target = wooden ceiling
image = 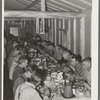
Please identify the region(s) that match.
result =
[4,0,92,12]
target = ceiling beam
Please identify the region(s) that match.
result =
[4,10,81,18]
[25,0,40,10]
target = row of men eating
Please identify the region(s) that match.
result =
[5,34,91,100]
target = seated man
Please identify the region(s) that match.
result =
[13,65,37,95]
[13,56,28,84]
[82,58,91,97]
[14,69,50,100]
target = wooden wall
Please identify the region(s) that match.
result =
[4,11,91,58]
[45,12,91,58]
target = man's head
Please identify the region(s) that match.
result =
[18,56,28,68]
[82,57,91,71]
[25,64,38,79]
[71,55,81,66]
[31,69,47,87]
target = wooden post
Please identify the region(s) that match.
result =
[54,19,57,46]
[80,16,85,58]
[36,17,39,33]
[51,19,54,42]
[58,19,62,44]
[73,19,76,53]
[41,0,46,39]
[62,19,67,47]
[67,19,71,50]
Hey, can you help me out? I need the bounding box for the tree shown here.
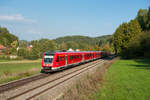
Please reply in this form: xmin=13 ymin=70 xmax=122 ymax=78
xmin=113 ymin=19 xmax=141 ymax=55
xmin=0 ymin=27 xmax=18 ymax=47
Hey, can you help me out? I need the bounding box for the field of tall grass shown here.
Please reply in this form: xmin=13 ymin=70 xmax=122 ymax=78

- _REQUIREMENT_:
Render the stretch from the line containing "target = ceiling beam" through the line containing "[31,69,47,87]" as a two-column CSV with the header input,output. Give one line for each row, with its text in the input field and its answer in the output field, each field quoted and any line breaks turned into spaces.

- _SOLUTION FOR THIS TASK_:
input,output
"target = ceiling beam Please identify the region(s) that match. result =","[4,10,81,18] [25,0,40,10]"
"target = row of men eating Please identify the region(s) that match. result =","[5,34,91,100]"
"target = seated man Please identify the region(s) that match. result =","[13,65,37,95] [13,56,28,84] [82,58,91,97] [14,69,50,100]"
"target = wooden wall Please identify the region(s) that match. result =","[4,11,91,58] [45,12,91,58]"
"target = man's head Please identify the region(s) that match. result =","[18,56,28,68] [82,57,91,71] [25,64,38,79] [71,55,81,66] [31,69,47,87]"